Decided on July 8, 2009
Supreme Court, New York County

Natalie Richstone and GEOFFREY RICHSTONE, individually, and on behalf of all other persons similarly situated, Plaintiffs,

against

Everbank Reverse Mortgage LLC, METLIFE, INC. and METLIFE BANK, N.A., Defendants.



106444/08



The attorneys on the matter were David Etkind, Esq., of Echtman & Etkind, LLP (for the plaintiff), and Linda Imes, Esq. and Debra A. Karlstein, Esq., of Spears & Imes LLP (for the defendants).

Eileen Bransten, J.



Defendants Everbank Reverse Mortgage LLC ("Everbank"), MetLife, Inc. ("MetLife") and MetLife Bank, N.A. ("MetLife Bank" together with MetLife and Everbank as "Defendants") move, pursuant to CPLR 3211 (a) (1) and (a) (7), to dismiss the complaint. Plaintiffs Natalie and Geoffrey Richstone ("the Richstones" or "Plaintiffs") oppose the motion, and cross-move, pursuant to CPLR 3212, for partial summary judgment compelling Everbank to perform.

BACKGROUND

Plaintiff Natalie Richstone owns the condominium unit located at 360 East 88th Street, PH 2B, New York, New York (Compl ¶ 3). Plaintiff Geoffrey Richstone, Natalie Richstone's brother, has an interest in the Condo (id. at ¶ 4).

◆ Work to do
1: In the court decision above, how is Geoffrey Richstone related to Natalie Richstone?
2: Translate this sentence from the court decision into Spanish: "Plaintiff Natalie Richstone owns the condominium unit located at 360 East 88th Street, PH 2B, New York, New York (Compl ¶ 3)."
3: Write the next part of the court decision, picking up after its last sentence.

◆ Data section
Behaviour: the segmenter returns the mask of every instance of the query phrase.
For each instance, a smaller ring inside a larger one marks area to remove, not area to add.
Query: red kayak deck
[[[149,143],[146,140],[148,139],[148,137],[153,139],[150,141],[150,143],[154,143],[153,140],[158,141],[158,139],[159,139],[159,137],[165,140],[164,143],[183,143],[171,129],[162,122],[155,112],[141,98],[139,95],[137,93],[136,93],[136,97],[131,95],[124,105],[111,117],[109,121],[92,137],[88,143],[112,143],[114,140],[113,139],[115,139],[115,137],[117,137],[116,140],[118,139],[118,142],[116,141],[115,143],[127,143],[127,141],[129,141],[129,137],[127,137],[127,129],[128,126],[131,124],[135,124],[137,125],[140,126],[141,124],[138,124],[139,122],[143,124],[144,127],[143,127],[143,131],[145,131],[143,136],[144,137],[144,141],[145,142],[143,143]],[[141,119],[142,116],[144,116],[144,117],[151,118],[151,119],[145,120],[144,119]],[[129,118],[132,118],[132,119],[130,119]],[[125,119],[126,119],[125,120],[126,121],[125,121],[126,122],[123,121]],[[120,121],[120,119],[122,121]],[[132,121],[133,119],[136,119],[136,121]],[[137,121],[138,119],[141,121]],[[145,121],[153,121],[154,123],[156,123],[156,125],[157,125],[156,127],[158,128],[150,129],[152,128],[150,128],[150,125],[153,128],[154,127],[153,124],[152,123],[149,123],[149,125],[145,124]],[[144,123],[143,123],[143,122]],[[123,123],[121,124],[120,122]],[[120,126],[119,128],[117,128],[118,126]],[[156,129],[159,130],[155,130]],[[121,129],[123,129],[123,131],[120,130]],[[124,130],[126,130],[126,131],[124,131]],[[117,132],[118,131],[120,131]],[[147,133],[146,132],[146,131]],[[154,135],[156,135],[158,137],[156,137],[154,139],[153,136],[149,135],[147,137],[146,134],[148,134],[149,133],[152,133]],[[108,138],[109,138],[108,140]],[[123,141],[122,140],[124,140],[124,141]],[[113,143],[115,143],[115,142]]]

◆ Final results
1: He is her brother.

2: La demandante Natalie Richstone es propietaria de la unidad de condominio ubicada en 360 East 88th Street, PH 2B, New York, New York (Compl ¶ 3).

3:
Around November 2007, Geoffrey Richstone, with Natalie Richstone's consent, applied for a reverse mortgage[FN1] with Everbank (hereinafter the "Reverse Mortgage") and it was approved [*2](id. at ¶ 7).

Initially, Everbank agreed to provide the Reverse Mortgage at a fixed interest rate of 9.12 % (id. at ¶ 8). The Reverse Mortgage was scheduled to close in February 2008, some extension occurred, and the closing was rescheduled for March 2008 (Richstone Aff at ¶¶ 6-7). The day before the March 21, 2008 closing of the Reverse Mortgage, Everbank cancelled the closing (Compl at ¶ 9).

The Richstones assert that Everbank was planning to securitize the Reverse Mortgage as one of a package of such loans, but determined that it could not do so (id. at ¶ 10).

After March 21, 2008, Everbank demanded that the loan-to-value ratio of the Reverse Mortgage be substantially decreased and that the interest rate on the Reverse Mortgage be increased to 12% (id. at ¶¶ 11, 12).

On April 3, 2008, Everbank's corporate parent agreed to sell Everbank to MetLife (the MetLife Acquisition) (id. at ¶ 13). The Richstones contend that the Reverse Mortgage could not be consummated because it would violate the terms of the MetLife Acquisition (id. at ¶ 17). Subsequently, MetLife, through its affiliate, MetLife Bank, acquired Everbank, which became a wholly owned subsidiary of the bank (id. at ¶ 19).

On April 30, 2008, a meeting occurred between Craig Corn, a co-President of Everbank, and the Richstones (id. at ¶ 16). At the meeting, Corn stated that MetLife had conducted due diligence related to Everbank in connection with a prior deal that was not consummated, that MetLife had been investigating Everbank ever since that time, and that the Reverse Mortgage could not be consummated because it would violate the Metlife Purchase Agreement (id. at ¶ 17).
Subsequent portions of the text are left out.